● WORK TO COMPLETE:
Print every line of the material below word for word, changing nothing.

--- Start EXERCISE DATA ---

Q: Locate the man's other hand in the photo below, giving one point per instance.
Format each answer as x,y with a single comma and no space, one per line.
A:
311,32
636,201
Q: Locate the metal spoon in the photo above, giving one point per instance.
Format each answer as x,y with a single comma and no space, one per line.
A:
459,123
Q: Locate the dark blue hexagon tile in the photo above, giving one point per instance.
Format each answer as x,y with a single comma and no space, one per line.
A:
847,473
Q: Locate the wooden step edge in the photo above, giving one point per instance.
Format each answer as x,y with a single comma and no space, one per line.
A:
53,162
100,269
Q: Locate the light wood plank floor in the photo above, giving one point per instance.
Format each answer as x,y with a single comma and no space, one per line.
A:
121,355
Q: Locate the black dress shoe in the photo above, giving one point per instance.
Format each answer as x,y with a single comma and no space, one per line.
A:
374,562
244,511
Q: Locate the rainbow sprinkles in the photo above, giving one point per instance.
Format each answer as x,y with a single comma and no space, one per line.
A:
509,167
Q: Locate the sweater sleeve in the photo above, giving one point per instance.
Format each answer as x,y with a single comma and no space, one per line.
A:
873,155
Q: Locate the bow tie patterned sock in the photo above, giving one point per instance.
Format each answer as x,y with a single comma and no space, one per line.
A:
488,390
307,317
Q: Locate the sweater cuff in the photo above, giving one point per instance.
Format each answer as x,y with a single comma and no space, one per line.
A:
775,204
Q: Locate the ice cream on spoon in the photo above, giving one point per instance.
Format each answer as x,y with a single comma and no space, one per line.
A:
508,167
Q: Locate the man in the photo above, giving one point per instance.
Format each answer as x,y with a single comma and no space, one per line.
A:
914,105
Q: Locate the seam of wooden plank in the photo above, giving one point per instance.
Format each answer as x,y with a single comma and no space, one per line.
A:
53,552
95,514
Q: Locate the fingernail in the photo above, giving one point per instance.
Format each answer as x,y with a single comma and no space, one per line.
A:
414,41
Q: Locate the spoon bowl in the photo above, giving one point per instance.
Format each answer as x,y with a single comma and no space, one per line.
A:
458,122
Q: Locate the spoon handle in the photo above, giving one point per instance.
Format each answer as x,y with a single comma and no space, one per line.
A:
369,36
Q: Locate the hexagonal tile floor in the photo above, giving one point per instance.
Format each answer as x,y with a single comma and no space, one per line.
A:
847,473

--- End EXERCISE DATA ---

● EXERCISE SOLUTION:
Q: Locate the man's other hand in the photo below, giving one point per instance.
Format each answer as x,y with a single comma and no space, one per line.
A:
311,32
636,201
Q: Locate the metal spoon in the photo above, giving one point per instance.
Format each answer as x,y with a single comma and no space, one per line.
A:
459,123
Q: Locate the dark blue hexagon tile in the photo above, giving one point per instance.
Format each answer as x,y with a single comma and no space, one per line.
A:
847,473
Q: Locate the wooden step edge in the photo above, giving one point per instance.
Format each answer as x,y with a single comma and no space, one per line.
A:
53,162
100,269
Q: Locate the light wood plank floor in the photo above, giving one point per instance.
Format each answer as x,y with a single comma and no space, one per line.
A:
121,355
Q: Locate the black dress shoe in the photo above, giving one point per instance.
Format each answer as x,y with a single comma and no space, one per line.
A:
374,562
244,511
Q: Locate the rainbow sprinkles in the photo above, giving one point per instance.
Format each answer as x,y with a single comma and no space, one per line.
A:
509,167
Q: Locate the sweater sleeve in the photo above, giving one point per instance.
Format each answer as x,y with a single comma and no space, one per line.
A:
873,155
Q: Locate the bow tie patterned sock in the photo above, giving one point per instance.
Format each answer as x,y with a single comma and no space, one per line.
A:
488,390
307,317
Q: Locate the sweater cuff in the photo above, giving one point per instance.
Format each answer as x,y with a single comma and no space, one per line.
A:
775,204
Q: Locate the ice cream on spoon in the photo above, giving one point per instance.
Format each answer as x,y with a single comma and no space, one per line.
A:
508,167
Q: Locate the man in the photo above, giving one point per instance.
Format each answer as x,y with a single comma and no space, one per line.
A:
914,105
Q: Locate the seam of wooden plank in the photo above, giving one point per instance.
Format each answer as x,y with a single comma and no space, one per line.
A:
53,552
95,514
Q: Locate the fingernail in the photo above, giving one point per instance.
Format each answer as x,y with a single comma and no space, one per line.
A:
414,41
Q: Locate the spoon bowl in the photo above, giving one point per instance.
Format each answer as x,y with a single comma and no space, one per line.
A:
458,122
Q: Locate the spoon handle in the photo above, giving one point per instance.
Format each answer as x,y with a single comma and no space, one per line.
A:
369,36
Q: Locate the hexagonal tile floor in the photo above, giving one point per instance.
Format each answer as x,y with a single comma and no space, one per line.
A:
847,473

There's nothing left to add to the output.